Where there are hormones, there's a way
Just to prove that even old people got laid in college...

I was a theater major at the University of Nebraska - Lincoln. In the summer of 1988, I had a summer stock theater job as an actor. It was a really hot summer, in fact it was actually declared a disaster area because of drought and heat.

Toward the end of the summer, I hooked up with one of the girls in the company. It's been a pretty long time, so I don't remember much about her except that she was reasonably attractive and that she was very enthusiastic in bed.

Unfortunately, the company was being housed in two or three apartments in what amounted to a housing project owned by the city in this small town. Nobody had any privacy, and most of us shared a room with someone else in these two- and three-bedroom apartments.

So one night, while trying to figure out where we could do the deed, we decided that there was a sufficiently private spot outside one of these apartment buildings.

The only problem with our plan was that it being hotter than hell that summer, neither of us had packed anything like a blanket to lay on the ground. Fortunately (for reasons I don't recall), I had a blanket that had been loaned to me by the director of the company. This really turned on the girl, and when I remembered that I had it, she said, "Ooooh, yeah, I want to fuck all over it!"

* Material provided
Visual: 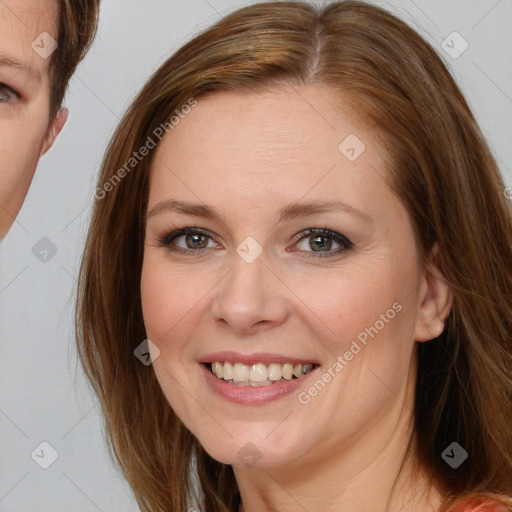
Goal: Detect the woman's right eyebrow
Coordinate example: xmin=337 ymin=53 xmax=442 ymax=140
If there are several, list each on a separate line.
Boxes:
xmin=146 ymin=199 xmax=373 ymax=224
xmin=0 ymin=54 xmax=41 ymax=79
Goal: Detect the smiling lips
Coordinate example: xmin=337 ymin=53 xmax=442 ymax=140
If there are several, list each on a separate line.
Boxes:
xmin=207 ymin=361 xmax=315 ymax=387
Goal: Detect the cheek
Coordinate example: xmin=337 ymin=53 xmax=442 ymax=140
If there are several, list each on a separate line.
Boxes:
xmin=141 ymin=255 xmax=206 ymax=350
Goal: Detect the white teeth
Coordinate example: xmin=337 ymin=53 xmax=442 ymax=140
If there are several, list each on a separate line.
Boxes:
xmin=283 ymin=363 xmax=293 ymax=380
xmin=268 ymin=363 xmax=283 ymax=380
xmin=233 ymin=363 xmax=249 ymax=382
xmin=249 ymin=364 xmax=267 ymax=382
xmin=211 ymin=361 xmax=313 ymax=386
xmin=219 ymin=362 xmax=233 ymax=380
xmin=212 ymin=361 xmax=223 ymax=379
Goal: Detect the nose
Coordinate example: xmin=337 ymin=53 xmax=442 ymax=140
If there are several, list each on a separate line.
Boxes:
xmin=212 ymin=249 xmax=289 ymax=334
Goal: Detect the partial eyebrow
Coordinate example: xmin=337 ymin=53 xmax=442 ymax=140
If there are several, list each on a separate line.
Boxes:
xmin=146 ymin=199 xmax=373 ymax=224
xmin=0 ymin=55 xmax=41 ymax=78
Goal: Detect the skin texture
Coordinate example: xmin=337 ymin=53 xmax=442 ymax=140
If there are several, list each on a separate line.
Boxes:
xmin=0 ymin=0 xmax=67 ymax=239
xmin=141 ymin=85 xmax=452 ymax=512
--
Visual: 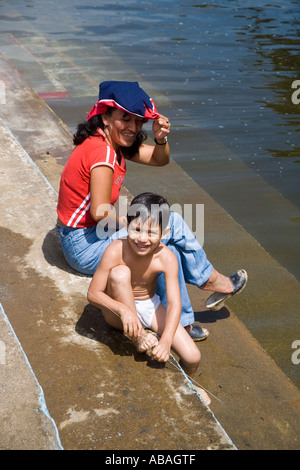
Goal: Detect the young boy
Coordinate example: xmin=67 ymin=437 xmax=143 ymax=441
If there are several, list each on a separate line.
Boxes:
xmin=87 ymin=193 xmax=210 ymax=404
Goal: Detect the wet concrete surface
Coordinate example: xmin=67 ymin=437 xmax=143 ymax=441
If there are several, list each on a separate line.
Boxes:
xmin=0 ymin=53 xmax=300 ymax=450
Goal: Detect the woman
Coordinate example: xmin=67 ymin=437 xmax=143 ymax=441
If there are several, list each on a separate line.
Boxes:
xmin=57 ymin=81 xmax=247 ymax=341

* Directions
**1.** List every school or theater role or position named in the summer stock anecdote.
**2.** Pick up the summer stock anecdote after its final sentence and carry it forward.
The records have nothing to do with the summer stock anecdote.

* The answers
**1.** Theater major, actor, director of the company

**2.**
So we take the blanket, head for our secluded spot, and proceed to have mad animal sex.

However, what I hadn't counted on was this:

The blanket was basically army wool. While it would be warm to have on top of you, it wasn't exactly comfortable the way we used it.

After several hours of missionary and doggy-style, I vaguely realized in the dark that something painful had happened to my legs from the knees down. Not that I was in a mind to care at the time, but I could notice it.

Ultimately, we went our separate ways for the night. I headed back to my apartment for a shower and to climb into bed.

When I got there, I discovered that I had serious friction burns on my legs. I had literally rubbed off a couple of layers of skin on my knees and shins. My legs looked like I'd been in some kind of accident. It wasn't painful, but it was extremely visible -- and given the drought, everyone had been going to work in shorts, and I wasn't about to wear jeans and kill myself in the heat until my legs healed.

I showed up for work the next morning with everyone wondering what the hell I'd done to myself. I mumbled something lame about falling down the stairs, which seemed to satisfy people.

Moral of the story: if you're going to have sex outside, don't use a wool blanket.

- University of Nebraska--Lincoln



Editors Note:
More theater lovin.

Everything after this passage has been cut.